WHAT TO WORK ON
Every record below should be printed exactly as it appears.

MATERIAL SHOWN section start

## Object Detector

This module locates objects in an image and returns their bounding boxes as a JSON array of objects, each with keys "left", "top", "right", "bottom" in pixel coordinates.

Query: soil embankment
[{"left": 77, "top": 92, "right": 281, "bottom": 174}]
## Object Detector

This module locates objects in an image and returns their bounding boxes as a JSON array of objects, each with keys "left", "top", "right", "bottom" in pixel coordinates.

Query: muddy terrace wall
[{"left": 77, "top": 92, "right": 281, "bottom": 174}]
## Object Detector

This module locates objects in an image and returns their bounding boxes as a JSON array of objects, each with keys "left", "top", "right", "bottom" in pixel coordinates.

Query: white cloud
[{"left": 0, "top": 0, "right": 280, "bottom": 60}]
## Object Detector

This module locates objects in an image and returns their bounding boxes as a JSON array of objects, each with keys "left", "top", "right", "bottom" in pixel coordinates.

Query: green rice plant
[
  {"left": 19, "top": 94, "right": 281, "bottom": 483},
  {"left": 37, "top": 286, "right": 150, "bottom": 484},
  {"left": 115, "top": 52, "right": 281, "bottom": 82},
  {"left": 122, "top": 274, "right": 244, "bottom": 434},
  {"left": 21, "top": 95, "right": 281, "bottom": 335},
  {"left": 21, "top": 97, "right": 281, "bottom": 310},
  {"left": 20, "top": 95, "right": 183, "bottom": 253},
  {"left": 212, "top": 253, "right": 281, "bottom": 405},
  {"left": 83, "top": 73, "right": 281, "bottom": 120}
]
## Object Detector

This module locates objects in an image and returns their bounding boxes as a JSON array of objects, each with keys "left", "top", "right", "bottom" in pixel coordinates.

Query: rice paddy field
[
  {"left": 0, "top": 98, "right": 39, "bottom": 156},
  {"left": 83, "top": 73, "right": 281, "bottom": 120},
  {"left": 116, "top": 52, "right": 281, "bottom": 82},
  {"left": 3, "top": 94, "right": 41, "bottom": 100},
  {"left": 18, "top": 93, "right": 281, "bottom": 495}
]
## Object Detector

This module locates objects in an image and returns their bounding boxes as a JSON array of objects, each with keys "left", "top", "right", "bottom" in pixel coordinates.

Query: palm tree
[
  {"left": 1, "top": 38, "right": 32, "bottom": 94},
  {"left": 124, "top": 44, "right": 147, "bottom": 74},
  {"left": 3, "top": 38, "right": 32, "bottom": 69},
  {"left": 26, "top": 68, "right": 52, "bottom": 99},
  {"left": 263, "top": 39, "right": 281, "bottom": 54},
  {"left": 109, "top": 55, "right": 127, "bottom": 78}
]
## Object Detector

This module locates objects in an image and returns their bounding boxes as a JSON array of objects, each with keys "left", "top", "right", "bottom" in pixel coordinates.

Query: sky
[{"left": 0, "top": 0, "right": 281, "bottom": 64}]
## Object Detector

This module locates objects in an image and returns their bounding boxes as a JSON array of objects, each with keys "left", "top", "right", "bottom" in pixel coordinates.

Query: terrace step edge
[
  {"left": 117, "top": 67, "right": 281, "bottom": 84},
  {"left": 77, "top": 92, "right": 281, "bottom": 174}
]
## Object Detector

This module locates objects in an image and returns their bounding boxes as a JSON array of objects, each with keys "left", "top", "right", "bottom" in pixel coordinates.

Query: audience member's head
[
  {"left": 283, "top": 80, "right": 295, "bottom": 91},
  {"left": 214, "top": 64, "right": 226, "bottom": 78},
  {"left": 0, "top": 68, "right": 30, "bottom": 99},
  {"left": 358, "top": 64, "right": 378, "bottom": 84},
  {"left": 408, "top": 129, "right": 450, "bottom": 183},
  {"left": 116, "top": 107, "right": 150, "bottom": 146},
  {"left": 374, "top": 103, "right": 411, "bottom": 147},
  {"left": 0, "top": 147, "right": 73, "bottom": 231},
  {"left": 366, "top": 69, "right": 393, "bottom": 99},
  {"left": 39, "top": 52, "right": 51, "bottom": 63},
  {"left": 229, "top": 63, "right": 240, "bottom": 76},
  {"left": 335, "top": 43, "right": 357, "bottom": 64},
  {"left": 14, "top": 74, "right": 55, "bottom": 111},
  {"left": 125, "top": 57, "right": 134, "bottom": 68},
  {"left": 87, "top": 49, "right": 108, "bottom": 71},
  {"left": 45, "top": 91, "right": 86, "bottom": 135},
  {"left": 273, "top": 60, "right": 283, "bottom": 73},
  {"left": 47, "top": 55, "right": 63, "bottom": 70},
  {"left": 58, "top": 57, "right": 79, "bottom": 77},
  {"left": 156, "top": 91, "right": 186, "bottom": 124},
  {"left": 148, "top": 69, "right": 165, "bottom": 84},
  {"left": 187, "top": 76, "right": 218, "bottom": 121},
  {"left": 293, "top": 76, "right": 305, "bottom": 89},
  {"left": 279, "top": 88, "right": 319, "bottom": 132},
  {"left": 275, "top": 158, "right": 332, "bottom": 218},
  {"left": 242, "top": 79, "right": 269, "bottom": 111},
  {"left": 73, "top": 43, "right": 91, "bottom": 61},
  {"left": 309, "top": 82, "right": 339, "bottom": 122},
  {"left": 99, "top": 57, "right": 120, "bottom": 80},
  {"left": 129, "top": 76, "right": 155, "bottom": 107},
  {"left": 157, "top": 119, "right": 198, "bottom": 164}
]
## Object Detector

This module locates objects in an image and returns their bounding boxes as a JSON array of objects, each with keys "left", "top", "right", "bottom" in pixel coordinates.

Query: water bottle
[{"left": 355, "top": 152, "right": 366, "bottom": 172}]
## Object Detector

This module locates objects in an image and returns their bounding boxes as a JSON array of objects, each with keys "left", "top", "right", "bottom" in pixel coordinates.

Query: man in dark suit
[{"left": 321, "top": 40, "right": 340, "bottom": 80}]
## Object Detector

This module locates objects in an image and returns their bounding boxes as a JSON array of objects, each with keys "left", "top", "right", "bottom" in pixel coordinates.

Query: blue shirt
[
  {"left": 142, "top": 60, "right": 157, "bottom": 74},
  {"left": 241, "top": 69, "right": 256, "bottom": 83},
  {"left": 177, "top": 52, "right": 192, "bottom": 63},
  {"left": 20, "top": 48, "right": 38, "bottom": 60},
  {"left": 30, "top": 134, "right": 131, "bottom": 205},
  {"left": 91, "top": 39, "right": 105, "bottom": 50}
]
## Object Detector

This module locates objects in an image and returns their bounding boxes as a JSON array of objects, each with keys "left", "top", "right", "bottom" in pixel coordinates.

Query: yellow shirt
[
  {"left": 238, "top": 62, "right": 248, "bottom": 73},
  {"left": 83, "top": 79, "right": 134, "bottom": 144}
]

MATERIAL SHOWN section end

EXERCISE ANSWER
## Object Detector

This module locates objects in an image and returns their bounding boxes as a JSON array of objects, each with keys "left", "top", "right", "bottom" in pixel coordinates.

Query: soil embankment
[{"left": 77, "top": 92, "right": 281, "bottom": 174}]
## Object Detector

This module locates objects in an image and returns their bounding boxes as a JSON array of objects, each with keys "left", "top", "right", "bottom" in pixel coordinates.

Query: muddy terrace wall
[{"left": 77, "top": 92, "right": 281, "bottom": 174}]
## Object Detector

This module locates objects in an image and returns their bounding boxes as a JSON array of objects, each with keys "left", "top", "right", "bottom" in pixel coordinates.

Query: white cloud
[{"left": 0, "top": 0, "right": 280, "bottom": 60}]
## Object Detector

This module locates objects in an image and returns their bounding boxes as a JSON array of objects, each with keys "left", "top", "right", "bottom" in pixel coordinates.

Query: green rice plant
[
  {"left": 19, "top": 94, "right": 281, "bottom": 483},
  {"left": 37, "top": 286, "right": 150, "bottom": 484},
  {"left": 115, "top": 52, "right": 281, "bottom": 82},
  {"left": 122, "top": 274, "right": 244, "bottom": 434},
  {"left": 21, "top": 95, "right": 281, "bottom": 335},
  {"left": 21, "top": 97, "right": 281, "bottom": 310},
  {"left": 20, "top": 95, "right": 183, "bottom": 253},
  {"left": 212, "top": 253, "right": 281, "bottom": 405},
  {"left": 83, "top": 73, "right": 281, "bottom": 120}
]
## Object Detector

This module locates objects in an image and returns their bounding boxes as a JSON array of objects, each with keys "left", "top", "right", "bottom" in pixel coordinates.

Query: rice paddy field
[
  {"left": 0, "top": 98, "right": 39, "bottom": 156},
  {"left": 83, "top": 73, "right": 281, "bottom": 120},
  {"left": 116, "top": 52, "right": 281, "bottom": 82},
  {"left": 3, "top": 94, "right": 41, "bottom": 100},
  {"left": 18, "top": 93, "right": 281, "bottom": 495}
]
## Object Detector

This module locates objects in an image and returns their bounding boxes as a JSON array of objects, each with keys "left", "top", "right", "bottom" in pixel coordinates.

Query: palm tree
[
  {"left": 1, "top": 38, "right": 32, "bottom": 94},
  {"left": 124, "top": 44, "right": 147, "bottom": 74},
  {"left": 3, "top": 38, "right": 32, "bottom": 69},
  {"left": 26, "top": 68, "right": 52, "bottom": 99},
  {"left": 263, "top": 39, "right": 281, "bottom": 54},
  {"left": 109, "top": 55, "right": 127, "bottom": 78}
]
## Object Detector

This module locates objects in an image and returns their bounding boxes as a JSON array of objects, each with keys "left", "top", "right", "bottom" in pixel coordinates.

Query: sky
[{"left": 0, "top": 0, "right": 281, "bottom": 64}]
## Object Detector

This module locates objects in an image and returns their bounding boxes as a JSON array of objects, each with keys "left", "top", "right", "bottom" in pixel coordinates.

Query: terrace step edge
[
  {"left": 117, "top": 67, "right": 281, "bottom": 84},
  {"left": 77, "top": 92, "right": 281, "bottom": 174}
]
## Object Detector

This module locates objects in an image and returns their bounding boxes as a JSON array of objects, each with keys "left", "top", "right", "bottom" in pixel coordinates.

Query: audience member's head
[
  {"left": 283, "top": 80, "right": 295, "bottom": 91},
  {"left": 214, "top": 64, "right": 226, "bottom": 78},
  {"left": 0, "top": 68, "right": 30, "bottom": 99},
  {"left": 358, "top": 64, "right": 378, "bottom": 84},
  {"left": 408, "top": 129, "right": 450, "bottom": 183},
  {"left": 116, "top": 107, "right": 150, "bottom": 146},
  {"left": 374, "top": 103, "right": 411, "bottom": 147},
  {"left": 0, "top": 147, "right": 73, "bottom": 231},
  {"left": 366, "top": 69, "right": 393, "bottom": 99},
  {"left": 39, "top": 52, "right": 51, "bottom": 63},
  {"left": 229, "top": 63, "right": 240, "bottom": 76},
  {"left": 335, "top": 43, "right": 357, "bottom": 64},
  {"left": 14, "top": 74, "right": 55, "bottom": 111},
  {"left": 125, "top": 57, "right": 134, "bottom": 68},
  {"left": 87, "top": 49, "right": 108, "bottom": 71},
  {"left": 45, "top": 91, "right": 86, "bottom": 135},
  {"left": 273, "top": 60, "right": 283, "bottom": 73},
  {"left": 47, "top": 55, "right": 63, "bottom": 70},
  {"left": 58, "top": 57, "right": 79, "bottom": 77},
  {"left": 156, "top": 91, "right": 186, "bottom": 124},
  {"left": 148, "top": 69, "right": 165, "bottom": 84},
  {"left": 187, "top": 76, "right": 218, "bottom": 121},
  {"left": 293, "top": 76, "right": 305, "bottom": 89},
  {"left": 279, "top": 88, "right": 319, "bottom": 132},
  {"left": 275, "top": 158, "right": 332, "bottom": 218},
  {"left": 242, "top": 79, "right": 269, "bottom": 111},
  {"left": 73, "top": 43, "right": 91, "bottom": 61},
  {"left": 309, "top": 82, "right": 339, "bottom": 122},
  {"left": 99, "top": 57, "right": 120, "bottom": 80},
  {"left": 129, "top": 76, "right": 155, "bottom": 107},
  {"left": 157, "top": 119, "right": 198, "bottom": 164}
]
## Object Detector

This module locates objects in an image and returns their bounding boxes as a JSON array of objects, each with keys "left", "top", "right", "bottom" in pixel coordinates.

Query: water bottle
[{"left": 355, "top": 152, "right": 366, "bottom": 172}]
## Object Detector

This module locates objects in an image and returns their bounding boxes as a JSON array of objects, each with keys "left", "top", "right", "bottom" in pixel coordinates.

Query: man in dark suit
[{"left": 321, "top": 40, "right": 340, "bottom": 80}]
## Object Detector

This module locates objects in an image and returns their bounding boxes as a JSON array of objects, each with keys "left", "top", "right", "bottom" in pixel coordinates.

Query: blue shirt
[
  {"left": 142, "top": 60, "right": 157, "bottom": 74},
  {"left": 241, "top": 69, "right": 256, "bottom": 83},
  {"left": 177, "top": 52, "right": 192, "bottom": 63},
  {"left": 20, "top": 48, "right": 38, "bottom": 60},
  {"left": 30, "top": 134, "right": 131, "bottom": 205},
  {"left": 91, "top": 39, "right": 105, "bottom": 50}
]
## Object Detector

This module locates objects in an image and returns their bounding boxes as a JSON array of objects, each with keys "left", "top", "right", "bottom" in pixel coordinates.

Query: yellow shirt
[
  {"left": 238, "top": 62, "right": 248, "bottom": 73},
  {"left": 83, "top": 79, "right": 134, "bottom": 144}
]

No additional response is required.